- _WORK TO COMPLETE_:
Pull out each of the lines below that contains the word "seen", and copy every one in full.

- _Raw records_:

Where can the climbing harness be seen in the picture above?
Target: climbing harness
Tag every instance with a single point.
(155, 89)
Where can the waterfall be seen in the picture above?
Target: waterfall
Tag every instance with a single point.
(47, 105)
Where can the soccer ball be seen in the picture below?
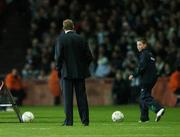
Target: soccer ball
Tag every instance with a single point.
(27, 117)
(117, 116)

* * *

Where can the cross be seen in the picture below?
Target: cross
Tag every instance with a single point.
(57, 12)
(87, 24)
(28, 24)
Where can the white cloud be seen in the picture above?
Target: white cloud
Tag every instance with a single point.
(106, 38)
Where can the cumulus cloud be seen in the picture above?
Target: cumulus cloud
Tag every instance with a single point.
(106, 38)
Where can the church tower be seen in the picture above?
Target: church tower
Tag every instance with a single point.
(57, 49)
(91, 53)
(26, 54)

- _OUTPUT FOR THIS EXERCISE_:
Where can the climbing harness be seen in the picture above?
Where can the waterfall be seen in the picture above?
Where can the soccer ball be seen in the picture below?
Where can the cross be seen in the picture below?
Where can the white cloud be seen in the picture above?
Where can the cumulus cloud be seen in the picture above?
Where can the church tower be seen in the picture above?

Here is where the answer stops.